▼

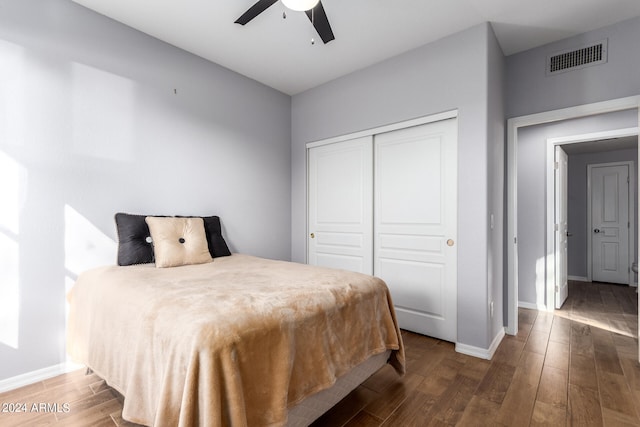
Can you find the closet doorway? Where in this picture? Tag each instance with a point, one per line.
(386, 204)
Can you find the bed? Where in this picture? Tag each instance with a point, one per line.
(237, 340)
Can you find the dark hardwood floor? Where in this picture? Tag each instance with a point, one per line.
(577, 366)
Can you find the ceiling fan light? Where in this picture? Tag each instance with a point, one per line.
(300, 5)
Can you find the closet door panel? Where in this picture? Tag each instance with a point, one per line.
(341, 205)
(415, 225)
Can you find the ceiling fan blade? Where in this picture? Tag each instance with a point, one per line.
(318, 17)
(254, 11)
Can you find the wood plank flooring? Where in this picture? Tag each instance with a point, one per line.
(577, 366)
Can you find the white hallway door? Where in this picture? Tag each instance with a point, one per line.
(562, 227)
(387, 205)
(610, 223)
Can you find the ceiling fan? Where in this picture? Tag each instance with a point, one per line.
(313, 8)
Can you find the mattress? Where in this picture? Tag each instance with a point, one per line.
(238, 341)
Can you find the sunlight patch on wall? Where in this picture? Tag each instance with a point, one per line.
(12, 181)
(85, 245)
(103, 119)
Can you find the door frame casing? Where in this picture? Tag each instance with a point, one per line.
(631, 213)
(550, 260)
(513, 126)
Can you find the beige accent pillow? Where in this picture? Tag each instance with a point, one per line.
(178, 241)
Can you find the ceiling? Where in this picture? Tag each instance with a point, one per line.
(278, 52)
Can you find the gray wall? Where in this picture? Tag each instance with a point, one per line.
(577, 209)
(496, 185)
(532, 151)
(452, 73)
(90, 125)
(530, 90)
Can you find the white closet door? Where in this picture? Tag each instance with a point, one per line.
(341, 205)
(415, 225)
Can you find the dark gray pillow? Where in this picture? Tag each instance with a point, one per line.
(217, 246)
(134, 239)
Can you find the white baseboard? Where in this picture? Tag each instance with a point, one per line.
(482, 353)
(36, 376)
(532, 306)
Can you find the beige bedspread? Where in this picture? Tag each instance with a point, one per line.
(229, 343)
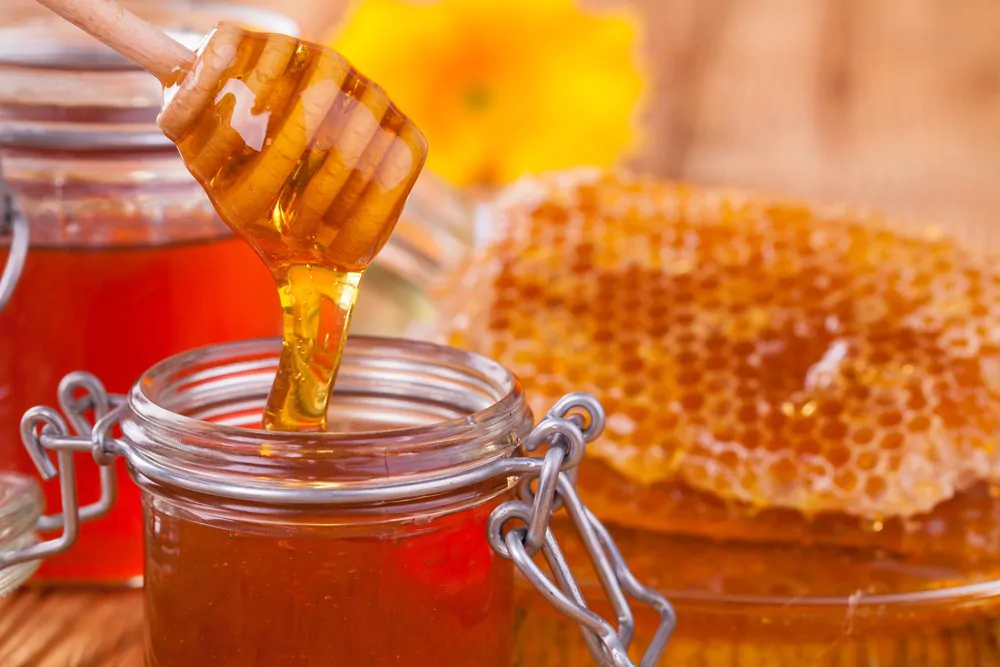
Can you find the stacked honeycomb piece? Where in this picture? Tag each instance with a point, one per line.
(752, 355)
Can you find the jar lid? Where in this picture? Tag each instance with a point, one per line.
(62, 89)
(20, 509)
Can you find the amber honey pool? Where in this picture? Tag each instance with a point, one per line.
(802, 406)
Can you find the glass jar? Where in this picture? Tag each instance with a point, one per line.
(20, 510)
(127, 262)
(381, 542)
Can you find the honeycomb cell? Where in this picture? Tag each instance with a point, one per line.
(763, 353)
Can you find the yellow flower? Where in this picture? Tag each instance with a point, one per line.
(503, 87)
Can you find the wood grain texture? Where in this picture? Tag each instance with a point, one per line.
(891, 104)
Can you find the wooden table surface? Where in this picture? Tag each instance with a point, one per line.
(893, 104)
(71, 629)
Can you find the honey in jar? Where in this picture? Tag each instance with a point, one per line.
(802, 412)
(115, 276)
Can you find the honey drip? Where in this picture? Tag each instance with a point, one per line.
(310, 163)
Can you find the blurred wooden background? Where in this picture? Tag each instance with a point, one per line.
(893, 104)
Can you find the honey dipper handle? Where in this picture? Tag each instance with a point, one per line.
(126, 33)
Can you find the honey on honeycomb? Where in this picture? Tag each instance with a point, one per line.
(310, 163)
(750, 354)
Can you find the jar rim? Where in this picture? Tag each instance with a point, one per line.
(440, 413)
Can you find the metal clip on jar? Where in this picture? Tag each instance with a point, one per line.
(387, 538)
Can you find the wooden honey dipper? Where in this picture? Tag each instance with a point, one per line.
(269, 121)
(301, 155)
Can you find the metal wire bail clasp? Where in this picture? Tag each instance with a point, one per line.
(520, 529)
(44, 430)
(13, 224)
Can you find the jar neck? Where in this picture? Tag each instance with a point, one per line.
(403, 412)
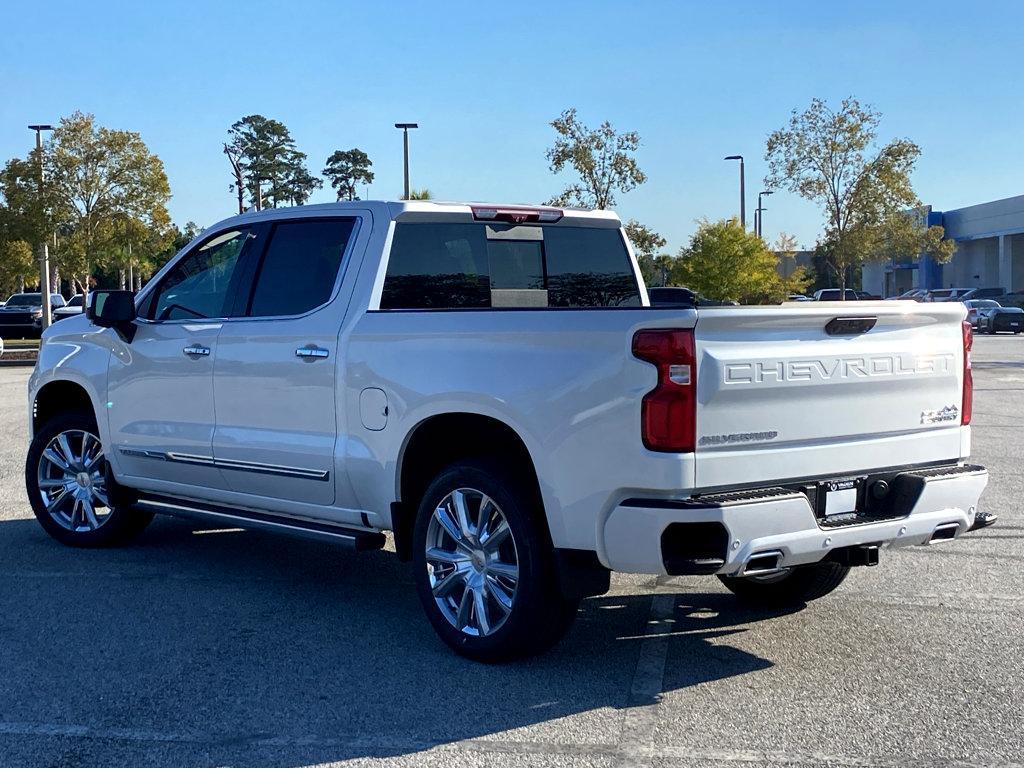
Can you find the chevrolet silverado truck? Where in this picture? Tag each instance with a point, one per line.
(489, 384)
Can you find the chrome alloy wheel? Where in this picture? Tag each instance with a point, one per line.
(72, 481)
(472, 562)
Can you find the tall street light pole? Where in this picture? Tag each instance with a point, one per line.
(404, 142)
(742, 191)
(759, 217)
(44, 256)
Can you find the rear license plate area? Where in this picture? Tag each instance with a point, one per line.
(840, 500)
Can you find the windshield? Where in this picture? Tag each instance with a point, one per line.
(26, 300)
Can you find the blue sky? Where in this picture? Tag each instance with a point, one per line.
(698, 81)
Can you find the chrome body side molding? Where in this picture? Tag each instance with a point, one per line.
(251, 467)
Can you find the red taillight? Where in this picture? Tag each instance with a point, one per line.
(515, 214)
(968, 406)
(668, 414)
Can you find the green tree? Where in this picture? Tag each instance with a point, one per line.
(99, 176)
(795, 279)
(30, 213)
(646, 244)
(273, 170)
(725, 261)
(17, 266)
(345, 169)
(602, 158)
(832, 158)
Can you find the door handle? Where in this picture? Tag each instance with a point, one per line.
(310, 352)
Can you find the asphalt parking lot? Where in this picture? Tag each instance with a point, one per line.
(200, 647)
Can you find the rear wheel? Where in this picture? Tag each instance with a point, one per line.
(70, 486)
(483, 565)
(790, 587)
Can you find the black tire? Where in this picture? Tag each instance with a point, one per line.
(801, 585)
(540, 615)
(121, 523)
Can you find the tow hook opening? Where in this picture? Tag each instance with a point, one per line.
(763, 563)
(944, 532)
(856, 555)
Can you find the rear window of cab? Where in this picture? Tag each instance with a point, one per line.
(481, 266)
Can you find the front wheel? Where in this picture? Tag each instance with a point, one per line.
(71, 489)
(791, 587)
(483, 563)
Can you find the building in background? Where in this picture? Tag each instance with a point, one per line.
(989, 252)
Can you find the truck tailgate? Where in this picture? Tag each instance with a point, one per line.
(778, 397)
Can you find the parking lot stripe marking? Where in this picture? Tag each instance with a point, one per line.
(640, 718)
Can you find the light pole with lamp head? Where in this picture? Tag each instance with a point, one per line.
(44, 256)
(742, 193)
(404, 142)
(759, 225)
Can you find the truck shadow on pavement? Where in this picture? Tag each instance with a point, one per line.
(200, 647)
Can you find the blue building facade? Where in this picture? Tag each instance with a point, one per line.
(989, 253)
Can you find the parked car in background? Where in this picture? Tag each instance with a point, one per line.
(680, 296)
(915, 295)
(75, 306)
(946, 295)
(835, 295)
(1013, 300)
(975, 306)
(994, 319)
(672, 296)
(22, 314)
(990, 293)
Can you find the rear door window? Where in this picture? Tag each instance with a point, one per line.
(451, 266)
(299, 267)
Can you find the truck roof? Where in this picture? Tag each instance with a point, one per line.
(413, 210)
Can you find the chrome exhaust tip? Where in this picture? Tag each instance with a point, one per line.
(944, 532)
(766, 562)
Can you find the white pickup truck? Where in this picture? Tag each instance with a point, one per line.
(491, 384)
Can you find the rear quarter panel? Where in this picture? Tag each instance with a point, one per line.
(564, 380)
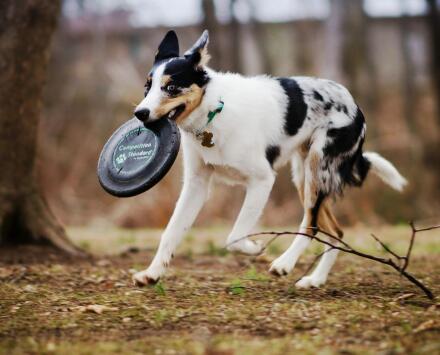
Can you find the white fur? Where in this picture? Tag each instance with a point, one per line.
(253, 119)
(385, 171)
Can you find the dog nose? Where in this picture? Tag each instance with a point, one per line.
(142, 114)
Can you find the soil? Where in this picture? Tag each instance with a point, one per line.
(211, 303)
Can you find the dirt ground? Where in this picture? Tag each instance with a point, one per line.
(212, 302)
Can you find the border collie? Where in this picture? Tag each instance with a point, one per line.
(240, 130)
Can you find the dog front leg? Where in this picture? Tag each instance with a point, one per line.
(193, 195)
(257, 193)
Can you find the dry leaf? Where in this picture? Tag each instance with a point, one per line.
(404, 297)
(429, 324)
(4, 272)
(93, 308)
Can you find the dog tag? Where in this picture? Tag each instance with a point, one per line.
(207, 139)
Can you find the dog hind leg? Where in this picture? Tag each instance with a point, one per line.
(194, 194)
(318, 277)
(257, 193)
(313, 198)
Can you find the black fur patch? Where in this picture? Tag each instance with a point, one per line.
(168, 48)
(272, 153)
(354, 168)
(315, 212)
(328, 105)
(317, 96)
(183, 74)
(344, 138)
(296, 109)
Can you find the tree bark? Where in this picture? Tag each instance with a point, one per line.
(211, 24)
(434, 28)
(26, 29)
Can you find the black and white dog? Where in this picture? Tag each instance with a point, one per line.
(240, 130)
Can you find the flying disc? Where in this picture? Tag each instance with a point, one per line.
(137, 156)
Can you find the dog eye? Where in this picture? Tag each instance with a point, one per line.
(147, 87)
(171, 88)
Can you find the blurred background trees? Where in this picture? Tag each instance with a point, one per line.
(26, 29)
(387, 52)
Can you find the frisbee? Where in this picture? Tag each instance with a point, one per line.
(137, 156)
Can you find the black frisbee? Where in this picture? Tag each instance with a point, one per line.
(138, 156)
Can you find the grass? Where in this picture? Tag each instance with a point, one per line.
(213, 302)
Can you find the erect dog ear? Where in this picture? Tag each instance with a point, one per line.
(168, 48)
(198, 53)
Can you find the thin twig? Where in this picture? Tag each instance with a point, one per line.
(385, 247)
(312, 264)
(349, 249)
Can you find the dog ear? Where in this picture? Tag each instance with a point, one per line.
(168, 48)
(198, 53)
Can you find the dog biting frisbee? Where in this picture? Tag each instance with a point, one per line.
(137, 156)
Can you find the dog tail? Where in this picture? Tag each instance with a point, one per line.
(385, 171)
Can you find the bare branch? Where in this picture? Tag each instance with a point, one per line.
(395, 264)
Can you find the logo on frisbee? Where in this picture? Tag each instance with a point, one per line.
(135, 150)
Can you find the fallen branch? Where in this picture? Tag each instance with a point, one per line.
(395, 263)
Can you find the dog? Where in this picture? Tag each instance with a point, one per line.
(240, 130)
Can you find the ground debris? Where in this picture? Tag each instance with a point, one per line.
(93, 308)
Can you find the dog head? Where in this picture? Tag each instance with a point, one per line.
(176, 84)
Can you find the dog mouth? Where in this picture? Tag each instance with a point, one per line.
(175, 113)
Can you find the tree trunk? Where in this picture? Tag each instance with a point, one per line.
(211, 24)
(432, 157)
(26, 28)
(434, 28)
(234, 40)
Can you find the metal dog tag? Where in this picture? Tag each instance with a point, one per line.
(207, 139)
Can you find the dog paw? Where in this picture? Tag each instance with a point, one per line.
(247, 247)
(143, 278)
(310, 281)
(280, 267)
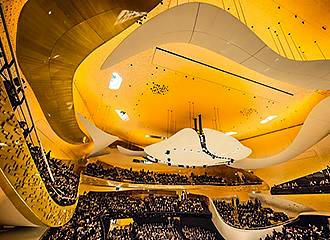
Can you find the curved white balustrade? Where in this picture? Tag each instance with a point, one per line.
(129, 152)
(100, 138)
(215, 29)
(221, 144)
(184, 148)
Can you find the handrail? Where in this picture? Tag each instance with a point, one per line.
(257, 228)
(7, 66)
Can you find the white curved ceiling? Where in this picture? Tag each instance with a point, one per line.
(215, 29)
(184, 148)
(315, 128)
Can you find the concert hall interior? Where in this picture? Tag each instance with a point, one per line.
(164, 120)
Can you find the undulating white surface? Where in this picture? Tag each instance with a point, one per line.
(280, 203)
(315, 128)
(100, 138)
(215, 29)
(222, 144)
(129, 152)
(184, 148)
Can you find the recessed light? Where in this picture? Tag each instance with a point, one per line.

▲

* **Problem**: Rewrite the material starting at the line containing "Can you find the dog paw?" and ending at the end of the material, replacing "handrail" with "railing" and leaving everything else unchanged. Omit the pictures from your answer.

* **Task response**:
Can you find the dog paw? Where in this picture? Tag each instance with a point, one per line.
(247, 247)
(143, 278)
(310, 281)
(280, 267)
Can you find the curved white balustrade? Where in this picture? Tag each instance with a point, one per line.
(129, 152)
(100, 138)
(215, 29)
(221, 144)
(184, 148)
Can you find the railing? Where in this picture? Tag each instance with a point, one per line.
(257, 228)
(7, 66)
Can you find the white curved ceiling? Where in this picture? Tag each instance with a point, one per line.
(215, 29)
(184, 148)
(315, 128)
Can you find the concert hall interior? Where in this picture? Tag each instance with a point, one per line.
(164, 120)
Can you find the undulating white surface? Where in this picture? Tag each instance with a point, one per line.
(280, 203)
(315, 128)
(100, 138)
(215, 29)
(222, 144)
(129, 152)
(184, 148)
Can you find the recessed light? Where in this picture? Tag each instance with a point, one per line.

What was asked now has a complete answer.